» Reading passage:
# Alone for easter:what to do?



## SusanStorm (Oct 27, 2006)

I am spending easter alone this year.Usually I go to my parents and stay there,but that's not an option since I am in Melbourne this year..
Any other people who are alone?What are you doing?

I have some essays that I need to work on,but I don't want to spend every day with that.(easter break starts friday here)I want to get out a bit also all though easter is a family holiday.


----------



## Prakas (Aug 26, 2009)

If you want someone to talk too, I'll be here ;P. I never do anything for Easter. My mom lives with me, and she likes to cook which is cool.


----------



## SusanStorm (Oct 27, 2006)

Prakas said:


> If you want someone to talk too, I'll be here ;P. I never do anything for Easter. My mom lives with me, and she likes to cook which is cool.


I don't do that much either,but a little bit different this year since I'm thousands of miles away from my family.Thanks for offering to talk with me,you don't have to if you don't want to


----------



## AlwaysOnTheOutside (Jan 11, 2010)

» Provided material:
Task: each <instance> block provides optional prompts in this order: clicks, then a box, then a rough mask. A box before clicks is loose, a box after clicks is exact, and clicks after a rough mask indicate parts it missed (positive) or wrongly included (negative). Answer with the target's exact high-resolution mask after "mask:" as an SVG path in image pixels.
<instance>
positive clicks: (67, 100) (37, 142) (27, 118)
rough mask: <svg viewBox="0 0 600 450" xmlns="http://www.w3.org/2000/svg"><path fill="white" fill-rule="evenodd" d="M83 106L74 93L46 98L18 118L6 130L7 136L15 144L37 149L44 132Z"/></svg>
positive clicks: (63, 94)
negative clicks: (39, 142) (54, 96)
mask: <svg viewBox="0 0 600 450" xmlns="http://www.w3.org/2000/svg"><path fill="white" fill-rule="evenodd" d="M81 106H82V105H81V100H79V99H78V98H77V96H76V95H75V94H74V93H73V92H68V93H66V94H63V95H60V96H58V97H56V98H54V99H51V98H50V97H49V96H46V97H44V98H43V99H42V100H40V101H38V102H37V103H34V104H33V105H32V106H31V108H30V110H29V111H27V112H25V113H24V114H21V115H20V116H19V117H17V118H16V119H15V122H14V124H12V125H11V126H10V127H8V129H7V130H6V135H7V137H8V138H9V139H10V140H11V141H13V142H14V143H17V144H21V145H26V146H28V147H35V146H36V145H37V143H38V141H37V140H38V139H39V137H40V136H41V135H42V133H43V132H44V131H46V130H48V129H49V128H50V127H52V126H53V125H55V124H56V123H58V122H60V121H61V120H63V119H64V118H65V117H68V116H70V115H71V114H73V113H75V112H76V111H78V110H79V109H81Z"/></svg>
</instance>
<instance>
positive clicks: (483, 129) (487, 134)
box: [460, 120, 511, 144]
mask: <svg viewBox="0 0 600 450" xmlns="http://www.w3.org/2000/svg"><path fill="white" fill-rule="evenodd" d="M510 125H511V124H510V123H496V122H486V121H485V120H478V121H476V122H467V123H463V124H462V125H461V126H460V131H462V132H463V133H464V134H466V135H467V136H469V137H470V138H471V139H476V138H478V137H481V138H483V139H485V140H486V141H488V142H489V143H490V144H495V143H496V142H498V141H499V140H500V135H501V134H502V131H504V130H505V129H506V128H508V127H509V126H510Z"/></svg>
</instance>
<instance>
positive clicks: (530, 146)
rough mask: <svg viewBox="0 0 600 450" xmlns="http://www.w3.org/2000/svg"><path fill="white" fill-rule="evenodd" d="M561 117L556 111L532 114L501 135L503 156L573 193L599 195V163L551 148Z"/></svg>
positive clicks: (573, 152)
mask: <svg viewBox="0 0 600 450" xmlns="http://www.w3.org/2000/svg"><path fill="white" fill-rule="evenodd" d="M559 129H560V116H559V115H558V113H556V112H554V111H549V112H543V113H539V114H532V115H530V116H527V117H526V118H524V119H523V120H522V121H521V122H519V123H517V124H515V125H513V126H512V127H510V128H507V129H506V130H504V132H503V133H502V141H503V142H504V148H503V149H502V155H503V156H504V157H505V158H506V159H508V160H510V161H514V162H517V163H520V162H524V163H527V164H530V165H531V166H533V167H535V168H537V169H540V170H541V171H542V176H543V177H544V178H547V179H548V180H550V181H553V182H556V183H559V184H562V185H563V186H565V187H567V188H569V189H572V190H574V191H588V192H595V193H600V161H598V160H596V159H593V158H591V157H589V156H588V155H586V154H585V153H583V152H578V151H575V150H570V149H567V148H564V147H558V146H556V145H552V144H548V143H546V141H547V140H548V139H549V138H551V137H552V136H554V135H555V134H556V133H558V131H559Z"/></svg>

» Problems and tasks:
1. In the forum thread above about spending Easter alone, transcribe everything from "# Alone for" down to "a family holiday.".
2. Which usernames appear as post headers in the Easter forum thread above? List each one once.
3. Take the forum thread above about spending Easter alone further, beginning right after its final post header.

» Per-task answers:
1.
# Alone for easter:what to do?



## SusanStorm (Oct 27, 2006)

I am spending easter alone this year.Usually I go to my parents and stay there,but that's not an option since I am in Melbourne this year..
Any other people who are alone?What are you doing?

I have some essays that I need to work on,but I don't want to spend every day with that.(easter break starts friday here)I want to get out a bit also all though easter is a family holiday.

2. SusanStorm, Prakas, AlwaysOnTheOutside

3.
Easter has not been a holiday for me for a while. Unless you are religious, there's not much to do. It's basically a children's holiday. I remember I used to get a lot of chocolate. It sucks though cause a lot of the stores are closed.


----------



## zookeeper (Jun 3, 2009)

That just means more chocolate bunnies for you!!!!


----------



## tlgibson97 (Sep 24, 2009)

Go hide some eggs then go find them. It's a lot more fun if you don't have a very good short term memory.

I'll be driving on easter. Should be a quiet drive with everyone in church.


----------



## Dub16 (Feb 28, 2010)

If ya wanna borrow me pet leprechaun Seamus for the weekend then yer welcome to. He's good company, but he tends to do weird things to chocolate-bunnies so you might want to hide them in advance! (last year he tried to make chocolate-bunny babies!!!)

I don't think being alone for Easter should be seen as a bad thing. If you have relatives you can ring then do so. And you can always come online here if yer bored, it'll pass by quickly!

I'm away to county Mayo myself, a place where your next-door neighbour lives 12 miles away. God this is bound to be exciting. I'm gonna pack some hiking gear so that i can go looking for the nearest pub!!


----------



## myshkin (Jan 30, 2010)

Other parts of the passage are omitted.